### Parts of the exercise
a. Name every film or television production mentioned in the piece on Angela Lansbury.
b. Extend the piece on Angela Lansbury with a further paragraph that picks up after its final sentence.

### Page extract
****************

Angela Lansbury Shimmered Through the Decades

Unless you are hovering around a hundred, you probably can’t remember a time when Angela Lansbury wasn’t famous. Like the reign of Queen Elizabeth II, her career spanned so many decades and cultural upheavals that she seemed as constant and as comforting as the blue sky above. Both Lansbury and the Queen were hardy British matrons who elicited the affection given to a grandmother, and both were as likely to be found in glitzy regalia as in a simple wool cardigan. And both lived into their nineties, dying just over a month apart, leaving behind a public that believed, on some level, that they would be around forever. But, let’s face it, only one of them could solve a murder in an hour or less.

Because Lansbury worked so long and so well, there isn’t a generation that missed out on her. Her breakout role was in 1944, as the saucy Cockney maid in M-G-M’s “Gaslight”—she was seventeen when she landed the part—for which she was nominated for an Academy Award for Best Supporting Actress, one of three nominations she received before she was forty. Although she appealed to practically everyone, she had a special grasp on the old and the young. Her twelve-year tenure as Jessica Fletcher, on “Murder, She Wrote,” made a demographic that is usually invisible in mass culture—older women—visible, in the form of an eagle-eyed, successful mystery writer who enjoyed such simple pleasures as bicycling and solving gruesome crimes. And she wedged herself—or at least her unmistakable voice—into children’s imaginations decade after decade, whether as a witch-in-training in “Bedknobs and Broomsticks” (1971), a corrupt sorceress in “The Last Unicorn” (1982), or a kindly teapot in “Beauty and the Beast” (1991). When she appeared in the last scene of “Mary Poppins Returns” (2018), as a sweet balloon seller, I burst into tears. I’d known that voice forever.

****************

### Information provided
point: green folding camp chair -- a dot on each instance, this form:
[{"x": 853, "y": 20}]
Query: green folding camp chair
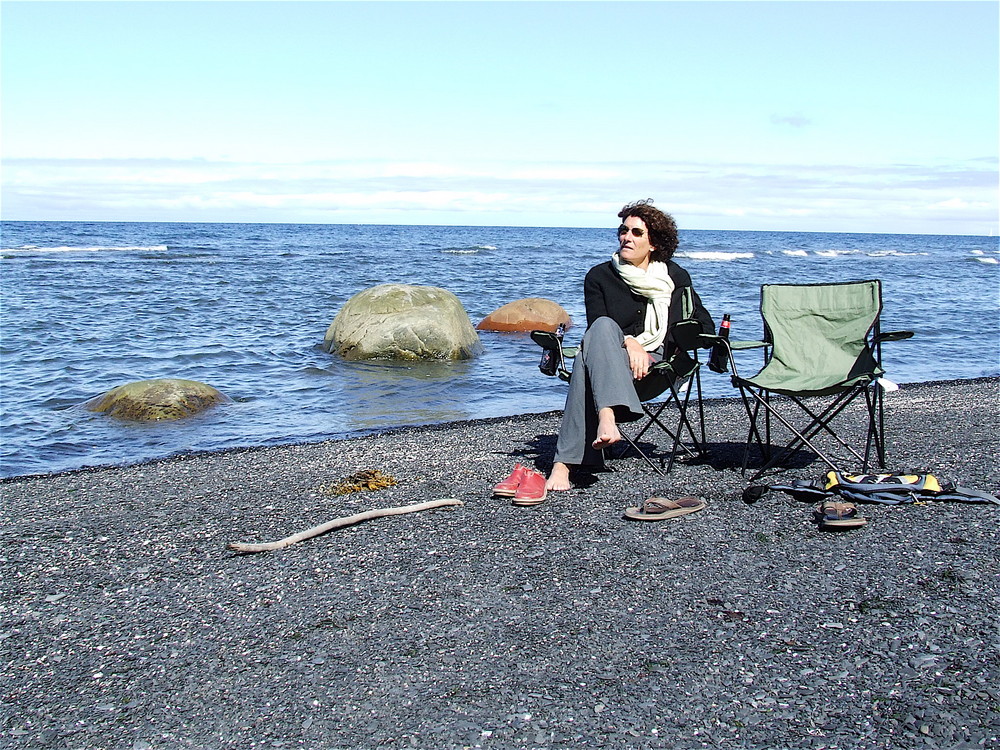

****************

### Task-by-task outputs
a.
"Gaslight"
"Murder, She Wrote"
"Bedknobs and Broomsticks"
"The Last Unicorn"
"Beauty and the Beast"
"Mary Poppins Returns"

b.
And yet it would be wrong to reduce Lansbury to the show-biz equivalent of a cozy cup of tea. Her career was so long and varied that it’s harder to encapsulate than it is to skim the highlights and marvel at how different they are. In the Hollywood studio system of the nineteen-fifties and early sixties, she was often cast as shrews or noxious mothers. In the later sixties and seventies, she was a brassy Broadway belter in “Mame” and “Gypsy.” (She won six Tony Awards, including one for lifetime achievement.) She was the unlikely star of a 1988 fitness video. And her two most outstanding performances, to my mind, showed that she was as agile with evil and carnality as with kindness and warmth. In the Cold War thriller “The Manchurian Candidate” (1962), she played a political puppet master who commands her own brainwashed son to “shoot the Presidential nominee through the head.” Her performance, which earned the last of her three Oscar nominations, still chills the bones—this ain’t no Mrs. Potts.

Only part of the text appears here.